● TASK OBJECTIVE
Up to and including the line that contains "Target: bald head", repeat the entries below exactly from the first line on. Do not carry over any pictures.

-- Opening Marker --

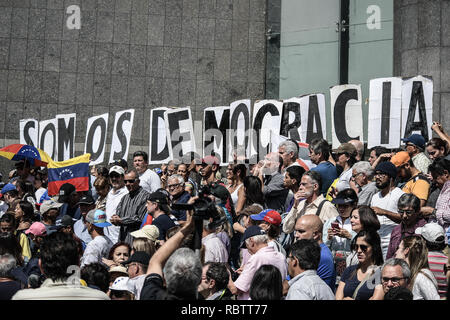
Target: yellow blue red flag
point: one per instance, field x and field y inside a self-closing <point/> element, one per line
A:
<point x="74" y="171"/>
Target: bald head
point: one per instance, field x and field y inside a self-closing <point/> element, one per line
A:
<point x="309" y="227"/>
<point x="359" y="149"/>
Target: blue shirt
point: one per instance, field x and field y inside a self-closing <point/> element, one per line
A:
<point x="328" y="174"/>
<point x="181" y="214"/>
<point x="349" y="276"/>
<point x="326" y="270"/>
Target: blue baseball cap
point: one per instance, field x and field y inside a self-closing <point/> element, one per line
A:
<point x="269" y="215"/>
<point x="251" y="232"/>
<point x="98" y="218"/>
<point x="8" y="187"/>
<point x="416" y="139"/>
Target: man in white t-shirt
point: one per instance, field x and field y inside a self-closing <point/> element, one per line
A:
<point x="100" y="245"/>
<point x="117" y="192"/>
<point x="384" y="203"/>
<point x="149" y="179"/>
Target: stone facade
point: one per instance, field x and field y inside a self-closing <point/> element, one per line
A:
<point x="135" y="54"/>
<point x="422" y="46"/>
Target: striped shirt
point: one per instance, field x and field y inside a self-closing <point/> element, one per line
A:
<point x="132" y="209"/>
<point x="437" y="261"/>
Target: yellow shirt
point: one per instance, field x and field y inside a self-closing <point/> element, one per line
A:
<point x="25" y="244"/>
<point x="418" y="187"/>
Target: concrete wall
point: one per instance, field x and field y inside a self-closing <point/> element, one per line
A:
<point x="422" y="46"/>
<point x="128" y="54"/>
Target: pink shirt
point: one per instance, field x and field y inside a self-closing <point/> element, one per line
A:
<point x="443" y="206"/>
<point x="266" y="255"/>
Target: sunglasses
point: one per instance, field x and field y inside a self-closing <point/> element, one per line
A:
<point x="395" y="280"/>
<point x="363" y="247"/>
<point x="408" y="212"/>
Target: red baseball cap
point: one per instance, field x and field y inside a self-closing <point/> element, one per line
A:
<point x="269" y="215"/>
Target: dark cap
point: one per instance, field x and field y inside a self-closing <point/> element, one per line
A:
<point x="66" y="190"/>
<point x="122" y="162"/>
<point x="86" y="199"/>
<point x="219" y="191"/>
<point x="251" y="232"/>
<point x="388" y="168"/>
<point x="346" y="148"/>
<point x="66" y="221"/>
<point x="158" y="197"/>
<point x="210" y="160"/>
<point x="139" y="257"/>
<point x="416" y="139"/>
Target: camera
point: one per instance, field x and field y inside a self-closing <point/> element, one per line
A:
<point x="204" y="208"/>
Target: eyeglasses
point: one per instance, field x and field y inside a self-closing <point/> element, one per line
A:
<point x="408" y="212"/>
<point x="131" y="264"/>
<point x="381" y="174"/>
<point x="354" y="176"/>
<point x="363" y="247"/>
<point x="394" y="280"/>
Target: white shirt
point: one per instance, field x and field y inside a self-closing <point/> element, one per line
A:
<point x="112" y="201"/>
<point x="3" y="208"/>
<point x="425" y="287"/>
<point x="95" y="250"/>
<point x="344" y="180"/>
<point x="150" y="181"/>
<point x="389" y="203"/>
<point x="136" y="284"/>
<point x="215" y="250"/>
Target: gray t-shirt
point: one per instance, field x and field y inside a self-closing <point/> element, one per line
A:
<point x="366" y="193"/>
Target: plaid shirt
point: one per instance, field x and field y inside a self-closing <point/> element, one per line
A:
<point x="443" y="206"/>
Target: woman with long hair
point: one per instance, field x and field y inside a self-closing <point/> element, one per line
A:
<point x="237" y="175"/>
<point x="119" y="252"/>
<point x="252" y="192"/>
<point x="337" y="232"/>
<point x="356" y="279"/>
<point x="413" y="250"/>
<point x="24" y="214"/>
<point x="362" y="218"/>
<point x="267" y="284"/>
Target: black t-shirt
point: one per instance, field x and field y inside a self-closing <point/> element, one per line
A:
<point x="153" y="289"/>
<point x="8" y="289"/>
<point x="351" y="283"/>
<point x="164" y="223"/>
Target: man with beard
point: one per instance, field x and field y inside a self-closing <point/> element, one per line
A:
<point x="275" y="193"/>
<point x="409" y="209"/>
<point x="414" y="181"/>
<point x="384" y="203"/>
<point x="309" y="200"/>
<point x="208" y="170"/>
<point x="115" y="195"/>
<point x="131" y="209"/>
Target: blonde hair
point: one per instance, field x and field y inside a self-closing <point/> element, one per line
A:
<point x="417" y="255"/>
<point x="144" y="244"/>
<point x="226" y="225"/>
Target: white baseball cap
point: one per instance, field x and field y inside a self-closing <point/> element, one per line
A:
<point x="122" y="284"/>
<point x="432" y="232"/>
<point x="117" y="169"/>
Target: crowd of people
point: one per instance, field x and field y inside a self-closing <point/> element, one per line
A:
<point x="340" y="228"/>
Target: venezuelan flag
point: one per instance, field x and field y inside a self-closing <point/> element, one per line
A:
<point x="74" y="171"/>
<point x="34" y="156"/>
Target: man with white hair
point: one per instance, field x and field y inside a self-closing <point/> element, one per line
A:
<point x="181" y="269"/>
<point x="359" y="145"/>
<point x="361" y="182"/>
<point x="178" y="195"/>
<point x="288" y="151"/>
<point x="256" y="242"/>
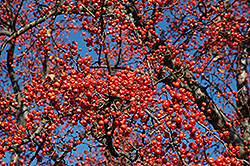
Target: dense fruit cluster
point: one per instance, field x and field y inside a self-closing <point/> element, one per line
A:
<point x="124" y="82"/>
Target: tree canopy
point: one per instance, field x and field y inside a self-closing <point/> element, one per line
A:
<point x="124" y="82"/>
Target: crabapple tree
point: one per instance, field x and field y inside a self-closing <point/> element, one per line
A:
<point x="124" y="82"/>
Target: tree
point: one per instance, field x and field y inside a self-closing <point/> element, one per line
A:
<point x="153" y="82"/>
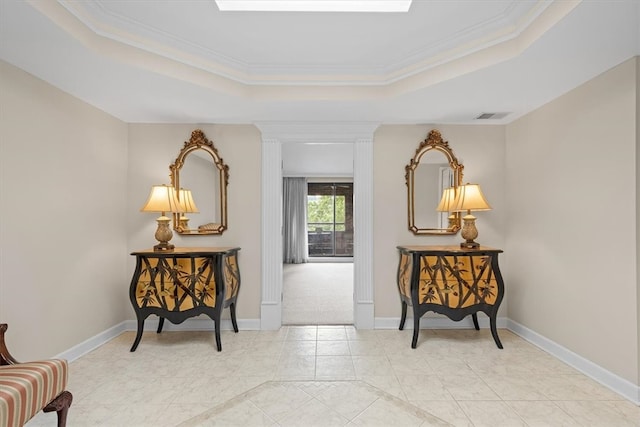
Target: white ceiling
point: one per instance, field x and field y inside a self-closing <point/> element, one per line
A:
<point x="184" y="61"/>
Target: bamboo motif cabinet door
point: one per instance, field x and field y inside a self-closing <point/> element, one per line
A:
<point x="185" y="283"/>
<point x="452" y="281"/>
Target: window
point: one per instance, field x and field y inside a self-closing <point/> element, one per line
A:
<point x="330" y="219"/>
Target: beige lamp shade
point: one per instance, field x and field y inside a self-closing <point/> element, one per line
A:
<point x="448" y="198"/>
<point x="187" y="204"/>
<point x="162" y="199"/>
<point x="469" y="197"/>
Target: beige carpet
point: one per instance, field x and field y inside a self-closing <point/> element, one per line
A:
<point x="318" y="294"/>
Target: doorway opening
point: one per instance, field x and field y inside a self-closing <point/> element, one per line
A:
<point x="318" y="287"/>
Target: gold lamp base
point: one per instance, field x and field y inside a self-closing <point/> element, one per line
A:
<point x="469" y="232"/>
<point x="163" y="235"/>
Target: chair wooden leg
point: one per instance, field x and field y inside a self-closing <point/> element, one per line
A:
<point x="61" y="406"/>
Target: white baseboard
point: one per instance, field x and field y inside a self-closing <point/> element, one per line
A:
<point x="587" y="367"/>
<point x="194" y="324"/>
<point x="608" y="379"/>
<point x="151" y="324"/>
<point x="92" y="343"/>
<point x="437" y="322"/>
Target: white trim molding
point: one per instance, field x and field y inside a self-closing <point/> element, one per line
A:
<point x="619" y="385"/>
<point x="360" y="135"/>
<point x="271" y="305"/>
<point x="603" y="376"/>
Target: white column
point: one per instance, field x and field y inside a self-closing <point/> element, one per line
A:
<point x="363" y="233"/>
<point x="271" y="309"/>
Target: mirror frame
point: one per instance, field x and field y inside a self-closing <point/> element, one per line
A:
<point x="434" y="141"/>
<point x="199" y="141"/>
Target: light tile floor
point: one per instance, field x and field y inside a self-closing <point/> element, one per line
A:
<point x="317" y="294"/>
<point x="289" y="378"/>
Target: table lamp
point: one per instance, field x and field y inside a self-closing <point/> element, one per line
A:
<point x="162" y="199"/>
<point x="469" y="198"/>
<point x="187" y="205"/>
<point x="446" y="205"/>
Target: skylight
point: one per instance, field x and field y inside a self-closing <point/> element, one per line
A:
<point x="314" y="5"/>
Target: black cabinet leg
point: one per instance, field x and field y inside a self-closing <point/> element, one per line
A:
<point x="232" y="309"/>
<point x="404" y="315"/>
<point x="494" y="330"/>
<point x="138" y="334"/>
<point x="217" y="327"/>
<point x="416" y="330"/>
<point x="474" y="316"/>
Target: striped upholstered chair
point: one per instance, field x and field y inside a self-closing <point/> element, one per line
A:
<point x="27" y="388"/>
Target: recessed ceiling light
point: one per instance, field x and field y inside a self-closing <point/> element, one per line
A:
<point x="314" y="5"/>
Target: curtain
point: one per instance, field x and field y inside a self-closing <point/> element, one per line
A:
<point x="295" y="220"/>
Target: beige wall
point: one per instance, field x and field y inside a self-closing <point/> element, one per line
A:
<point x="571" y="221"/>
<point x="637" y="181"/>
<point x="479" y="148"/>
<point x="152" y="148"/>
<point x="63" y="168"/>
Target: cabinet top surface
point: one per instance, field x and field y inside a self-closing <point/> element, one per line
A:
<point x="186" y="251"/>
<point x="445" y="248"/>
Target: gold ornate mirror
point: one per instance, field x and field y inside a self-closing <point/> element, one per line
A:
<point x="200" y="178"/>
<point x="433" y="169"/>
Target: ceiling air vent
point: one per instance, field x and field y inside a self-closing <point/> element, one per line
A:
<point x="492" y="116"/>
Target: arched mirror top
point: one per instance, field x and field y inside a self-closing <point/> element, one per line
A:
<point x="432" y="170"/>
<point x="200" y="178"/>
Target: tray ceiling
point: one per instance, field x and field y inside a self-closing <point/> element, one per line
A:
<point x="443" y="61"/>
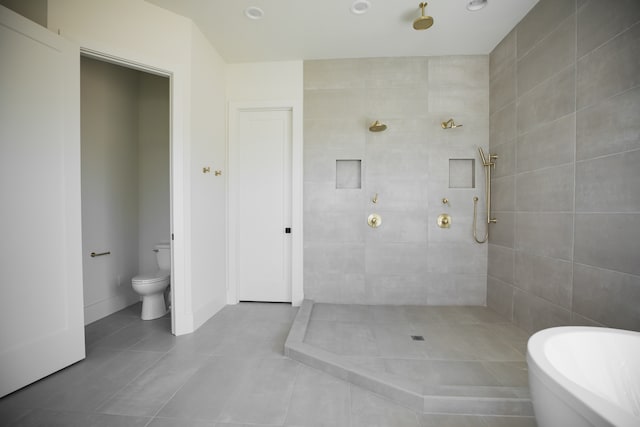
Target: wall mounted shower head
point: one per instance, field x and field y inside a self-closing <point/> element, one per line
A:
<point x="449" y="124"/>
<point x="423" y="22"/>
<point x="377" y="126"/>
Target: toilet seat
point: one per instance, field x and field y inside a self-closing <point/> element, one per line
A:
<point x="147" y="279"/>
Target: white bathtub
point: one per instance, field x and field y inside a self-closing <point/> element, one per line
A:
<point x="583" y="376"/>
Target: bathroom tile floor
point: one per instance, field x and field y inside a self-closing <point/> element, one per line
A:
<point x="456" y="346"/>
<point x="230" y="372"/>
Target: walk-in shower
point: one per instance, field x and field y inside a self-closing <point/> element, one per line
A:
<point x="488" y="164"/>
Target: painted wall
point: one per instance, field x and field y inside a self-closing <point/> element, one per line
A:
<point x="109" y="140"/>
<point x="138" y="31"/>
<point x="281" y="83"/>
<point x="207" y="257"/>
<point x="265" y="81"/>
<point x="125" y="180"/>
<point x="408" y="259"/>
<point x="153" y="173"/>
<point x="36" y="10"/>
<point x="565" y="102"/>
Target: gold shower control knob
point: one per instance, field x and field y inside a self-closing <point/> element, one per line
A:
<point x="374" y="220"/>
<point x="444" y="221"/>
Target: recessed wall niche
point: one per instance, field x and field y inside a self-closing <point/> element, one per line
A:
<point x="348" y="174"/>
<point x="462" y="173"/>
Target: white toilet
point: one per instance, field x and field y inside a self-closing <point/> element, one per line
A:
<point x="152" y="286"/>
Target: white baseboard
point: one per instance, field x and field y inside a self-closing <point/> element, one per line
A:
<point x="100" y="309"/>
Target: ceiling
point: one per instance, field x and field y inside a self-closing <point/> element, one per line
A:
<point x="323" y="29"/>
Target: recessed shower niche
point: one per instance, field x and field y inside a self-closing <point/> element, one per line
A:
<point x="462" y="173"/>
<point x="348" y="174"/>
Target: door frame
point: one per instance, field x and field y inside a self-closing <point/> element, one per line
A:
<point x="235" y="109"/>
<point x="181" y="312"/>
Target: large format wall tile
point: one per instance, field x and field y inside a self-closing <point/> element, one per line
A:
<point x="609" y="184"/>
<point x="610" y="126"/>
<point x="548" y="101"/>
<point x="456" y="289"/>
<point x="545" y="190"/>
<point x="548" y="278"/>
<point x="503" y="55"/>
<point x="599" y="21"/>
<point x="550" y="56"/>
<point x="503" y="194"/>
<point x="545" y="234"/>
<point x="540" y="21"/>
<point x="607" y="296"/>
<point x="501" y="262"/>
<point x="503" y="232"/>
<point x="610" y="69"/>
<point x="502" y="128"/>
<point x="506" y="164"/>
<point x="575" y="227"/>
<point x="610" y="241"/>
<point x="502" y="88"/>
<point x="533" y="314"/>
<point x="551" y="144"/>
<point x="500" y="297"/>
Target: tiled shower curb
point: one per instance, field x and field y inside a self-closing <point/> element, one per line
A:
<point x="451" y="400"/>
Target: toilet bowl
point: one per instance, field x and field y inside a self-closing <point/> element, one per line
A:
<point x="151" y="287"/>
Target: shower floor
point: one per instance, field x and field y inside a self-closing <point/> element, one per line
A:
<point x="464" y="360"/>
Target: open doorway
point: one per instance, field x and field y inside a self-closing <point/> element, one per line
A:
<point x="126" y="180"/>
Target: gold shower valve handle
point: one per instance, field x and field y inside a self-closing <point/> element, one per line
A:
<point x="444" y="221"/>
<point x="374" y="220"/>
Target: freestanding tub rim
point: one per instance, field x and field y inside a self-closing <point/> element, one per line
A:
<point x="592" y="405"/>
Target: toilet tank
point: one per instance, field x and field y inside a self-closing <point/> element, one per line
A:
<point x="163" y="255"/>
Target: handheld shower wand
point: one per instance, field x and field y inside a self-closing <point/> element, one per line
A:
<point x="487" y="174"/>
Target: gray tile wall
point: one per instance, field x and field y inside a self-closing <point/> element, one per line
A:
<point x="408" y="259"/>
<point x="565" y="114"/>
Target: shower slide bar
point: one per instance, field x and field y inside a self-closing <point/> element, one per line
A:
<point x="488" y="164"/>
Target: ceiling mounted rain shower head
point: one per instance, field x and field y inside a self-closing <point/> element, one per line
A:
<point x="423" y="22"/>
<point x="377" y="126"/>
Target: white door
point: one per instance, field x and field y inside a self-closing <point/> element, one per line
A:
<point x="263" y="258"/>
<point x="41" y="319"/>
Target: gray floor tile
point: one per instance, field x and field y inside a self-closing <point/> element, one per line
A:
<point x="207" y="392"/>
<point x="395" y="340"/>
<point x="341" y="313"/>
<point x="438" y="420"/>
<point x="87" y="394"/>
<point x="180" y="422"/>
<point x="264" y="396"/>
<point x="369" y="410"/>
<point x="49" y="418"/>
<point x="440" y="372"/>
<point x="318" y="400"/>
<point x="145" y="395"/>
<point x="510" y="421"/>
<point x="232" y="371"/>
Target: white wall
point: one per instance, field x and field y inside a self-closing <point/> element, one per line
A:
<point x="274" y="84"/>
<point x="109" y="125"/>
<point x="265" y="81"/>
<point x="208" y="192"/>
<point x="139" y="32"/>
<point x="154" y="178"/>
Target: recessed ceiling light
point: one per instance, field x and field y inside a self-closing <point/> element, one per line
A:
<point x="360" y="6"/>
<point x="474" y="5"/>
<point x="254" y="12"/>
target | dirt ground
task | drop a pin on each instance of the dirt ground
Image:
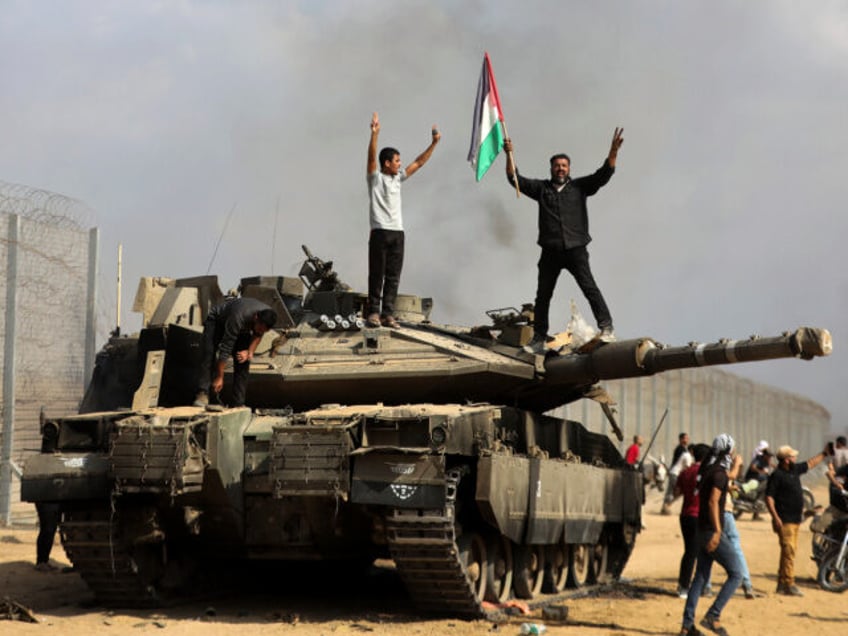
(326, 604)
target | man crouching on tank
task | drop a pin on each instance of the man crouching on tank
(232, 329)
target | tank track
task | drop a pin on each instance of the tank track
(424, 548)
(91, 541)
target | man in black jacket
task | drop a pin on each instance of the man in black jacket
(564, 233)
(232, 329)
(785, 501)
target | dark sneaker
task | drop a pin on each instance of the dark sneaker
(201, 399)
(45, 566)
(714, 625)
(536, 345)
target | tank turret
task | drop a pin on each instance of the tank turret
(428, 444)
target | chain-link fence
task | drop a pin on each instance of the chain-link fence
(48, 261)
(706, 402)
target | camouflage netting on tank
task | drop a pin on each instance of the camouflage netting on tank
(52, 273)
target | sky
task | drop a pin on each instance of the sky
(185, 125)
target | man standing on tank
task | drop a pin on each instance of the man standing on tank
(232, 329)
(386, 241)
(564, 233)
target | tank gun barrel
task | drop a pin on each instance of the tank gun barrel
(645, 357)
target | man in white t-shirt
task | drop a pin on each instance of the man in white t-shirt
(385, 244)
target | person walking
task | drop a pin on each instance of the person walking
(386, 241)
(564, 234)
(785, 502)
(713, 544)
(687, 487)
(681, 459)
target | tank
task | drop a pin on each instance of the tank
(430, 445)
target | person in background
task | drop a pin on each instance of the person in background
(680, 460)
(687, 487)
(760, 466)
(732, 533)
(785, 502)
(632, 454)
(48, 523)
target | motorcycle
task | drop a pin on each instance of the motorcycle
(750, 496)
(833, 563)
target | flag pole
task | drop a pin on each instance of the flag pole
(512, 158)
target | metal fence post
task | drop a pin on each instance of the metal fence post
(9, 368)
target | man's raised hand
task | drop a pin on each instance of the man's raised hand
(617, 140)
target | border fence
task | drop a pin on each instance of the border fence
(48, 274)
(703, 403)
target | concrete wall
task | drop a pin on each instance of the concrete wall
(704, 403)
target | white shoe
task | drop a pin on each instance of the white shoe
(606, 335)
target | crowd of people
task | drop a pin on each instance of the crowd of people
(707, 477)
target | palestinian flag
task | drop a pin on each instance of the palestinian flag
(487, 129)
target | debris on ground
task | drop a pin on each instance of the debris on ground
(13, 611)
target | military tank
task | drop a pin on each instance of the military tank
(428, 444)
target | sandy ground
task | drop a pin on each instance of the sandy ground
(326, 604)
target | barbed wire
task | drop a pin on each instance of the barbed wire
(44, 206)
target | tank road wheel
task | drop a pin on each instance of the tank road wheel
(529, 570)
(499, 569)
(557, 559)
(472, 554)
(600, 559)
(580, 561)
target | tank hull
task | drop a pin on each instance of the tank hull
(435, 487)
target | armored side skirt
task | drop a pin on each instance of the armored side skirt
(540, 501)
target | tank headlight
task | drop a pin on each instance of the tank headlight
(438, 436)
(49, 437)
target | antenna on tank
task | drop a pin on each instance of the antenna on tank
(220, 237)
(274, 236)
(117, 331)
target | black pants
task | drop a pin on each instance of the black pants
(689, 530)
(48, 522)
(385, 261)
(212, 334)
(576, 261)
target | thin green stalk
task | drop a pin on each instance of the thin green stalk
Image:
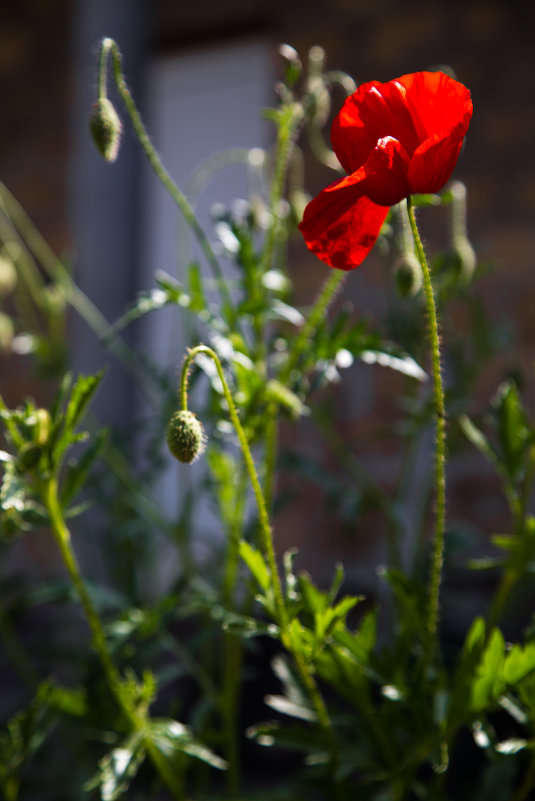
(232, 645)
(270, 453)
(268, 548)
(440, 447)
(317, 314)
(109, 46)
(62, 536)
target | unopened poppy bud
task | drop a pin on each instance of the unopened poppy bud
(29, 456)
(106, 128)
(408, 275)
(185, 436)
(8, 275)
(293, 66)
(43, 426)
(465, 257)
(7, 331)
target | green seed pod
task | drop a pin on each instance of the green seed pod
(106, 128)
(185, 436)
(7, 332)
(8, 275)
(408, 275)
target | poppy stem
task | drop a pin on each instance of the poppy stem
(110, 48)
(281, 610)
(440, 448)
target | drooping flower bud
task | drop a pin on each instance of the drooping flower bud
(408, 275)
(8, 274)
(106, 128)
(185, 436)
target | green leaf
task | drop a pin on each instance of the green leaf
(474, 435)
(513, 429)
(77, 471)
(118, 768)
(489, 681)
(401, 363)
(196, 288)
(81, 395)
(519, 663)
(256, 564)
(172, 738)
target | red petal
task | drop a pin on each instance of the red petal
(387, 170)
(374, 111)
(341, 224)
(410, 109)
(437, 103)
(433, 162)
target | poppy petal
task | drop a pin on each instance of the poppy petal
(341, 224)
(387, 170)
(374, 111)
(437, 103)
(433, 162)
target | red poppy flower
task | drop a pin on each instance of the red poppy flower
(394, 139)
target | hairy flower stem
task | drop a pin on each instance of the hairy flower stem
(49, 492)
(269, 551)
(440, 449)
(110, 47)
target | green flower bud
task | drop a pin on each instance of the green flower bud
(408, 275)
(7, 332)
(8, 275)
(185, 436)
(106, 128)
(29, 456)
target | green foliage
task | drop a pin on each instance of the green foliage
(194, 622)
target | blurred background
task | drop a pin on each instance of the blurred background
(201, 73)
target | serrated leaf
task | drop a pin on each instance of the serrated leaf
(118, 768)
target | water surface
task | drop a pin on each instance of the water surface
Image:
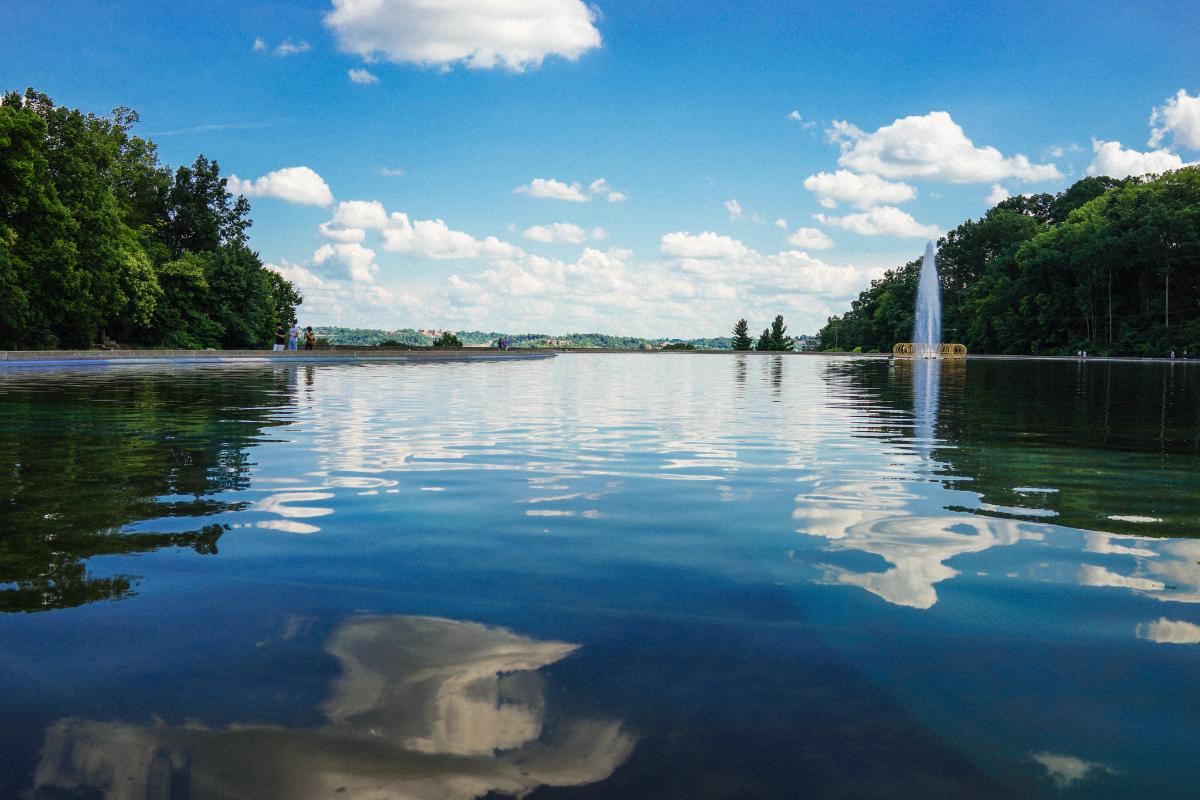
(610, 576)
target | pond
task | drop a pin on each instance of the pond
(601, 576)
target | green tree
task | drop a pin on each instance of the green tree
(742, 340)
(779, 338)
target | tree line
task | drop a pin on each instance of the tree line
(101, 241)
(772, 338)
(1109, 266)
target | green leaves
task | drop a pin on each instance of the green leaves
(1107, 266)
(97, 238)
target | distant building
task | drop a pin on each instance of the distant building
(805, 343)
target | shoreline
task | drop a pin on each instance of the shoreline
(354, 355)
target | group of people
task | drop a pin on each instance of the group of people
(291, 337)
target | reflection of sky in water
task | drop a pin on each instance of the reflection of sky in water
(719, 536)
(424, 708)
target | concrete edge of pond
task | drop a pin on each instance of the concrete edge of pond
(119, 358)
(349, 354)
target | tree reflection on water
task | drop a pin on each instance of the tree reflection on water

-- Closing Marker --

● SOLUTION BELOW
Target: yellow blue red flag
point: one per instance, field x and field y inside a self-closing <point/> element, one per line
A:
<point x="74" y="171"/>
Target: bald head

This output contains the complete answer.